§ **Aim of the task**
Repeat the material exactly, leaving nothing out.

***** Data extract

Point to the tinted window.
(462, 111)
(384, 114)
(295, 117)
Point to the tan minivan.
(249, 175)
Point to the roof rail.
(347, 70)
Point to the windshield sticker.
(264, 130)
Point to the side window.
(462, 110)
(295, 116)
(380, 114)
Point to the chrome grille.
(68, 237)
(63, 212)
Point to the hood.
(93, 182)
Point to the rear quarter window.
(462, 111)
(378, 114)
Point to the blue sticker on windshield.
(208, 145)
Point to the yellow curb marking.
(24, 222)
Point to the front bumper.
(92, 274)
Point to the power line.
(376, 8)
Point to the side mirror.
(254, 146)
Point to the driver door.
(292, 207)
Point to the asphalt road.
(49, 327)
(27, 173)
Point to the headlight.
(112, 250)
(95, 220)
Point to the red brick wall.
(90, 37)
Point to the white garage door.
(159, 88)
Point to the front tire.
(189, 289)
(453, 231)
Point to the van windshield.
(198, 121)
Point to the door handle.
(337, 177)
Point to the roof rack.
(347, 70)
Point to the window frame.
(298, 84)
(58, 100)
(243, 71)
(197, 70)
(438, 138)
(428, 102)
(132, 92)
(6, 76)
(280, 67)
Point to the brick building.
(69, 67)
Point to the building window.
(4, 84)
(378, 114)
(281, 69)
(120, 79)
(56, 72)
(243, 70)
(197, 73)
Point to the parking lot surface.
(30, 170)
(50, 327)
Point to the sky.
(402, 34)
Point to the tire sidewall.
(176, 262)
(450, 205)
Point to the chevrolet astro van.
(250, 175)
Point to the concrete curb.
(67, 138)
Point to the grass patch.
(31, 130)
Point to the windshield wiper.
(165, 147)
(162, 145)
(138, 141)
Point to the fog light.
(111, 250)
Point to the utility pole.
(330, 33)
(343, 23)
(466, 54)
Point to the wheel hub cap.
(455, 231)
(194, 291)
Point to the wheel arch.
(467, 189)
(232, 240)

**********

§ **Solution to this exercise**
Point to the tinted window.
(462, 111)
(384, 114)
(295, 117)
Point to the tan minivan.
(249, 175)
Point to the roof rail.
(347, 70)
Point to the windshield sticker.
(264, 130)
Point to the side window.
(462, 110)
(295, 116)
(380, 114)
Point to the chrome grille.
(68, 237)
(63, 212)
Point to the hood.
(93, 182)
Point to the rear quarter window.
(462, 111)
(378, 114)
Point to the blue sticker on windshield.
(208, 145)
Point to the yellow curb marking.
(24, 222)
Point to the front bumper.
(92, 274)
Point to the power line.
(376, 8)
Point to the side mirror.
(254, 146)
Point to the driver door.
(292, 207)
Point to the asphalt road.
(49, 327)
(27, 173)
Point to the headlight.
(112, 250)
(95, 220)
Point to the red brick wall.
(90, 37)
Point to the white garage door.
(159, 88)
Point to the front tire.
(189, 289)
(453, 231)
Point to the van windshield.
(198, 121)
Point to the door handle.
(337, 177)
Point to the roof rack.
(347, 70)
Point to the window frame.
(298, 84)
(58, 100)
(243, 71)
(197, 70)
(438, 138)
(428, 102)
(132, 92)
(6, 76)
(280, 67)
Point to the brick building.
(69, 67)
Point to the building window.
(4, 84)
(378, 114)
(281, 69)
(120, 79)
(56, 72)
(243, 70)
(197, 73)
Point to the parking lot surface.
(30, 170)
(50, 327)
Point to the sky.
(402, 34)
Point to the tire sidewall.
(176, 262)
(450, 205)
Point to the chevrolet astro van.
(250, 175)
Point to the concrete curb.
(67, 138)
Point to the grass patch.
(31, 130)
Point to the windshield wiper.
(165, 147)
(162, 145)
(138, 141)
Point to the fog light.
(111, 250)
Point to the utility pole.
(330, 33)
(343, 23)
(466, 54)
Point to the wheel hub cap.
(455, 231)
(194, 291)
Point to the wheel arch.
(467, 189)
(232, 240)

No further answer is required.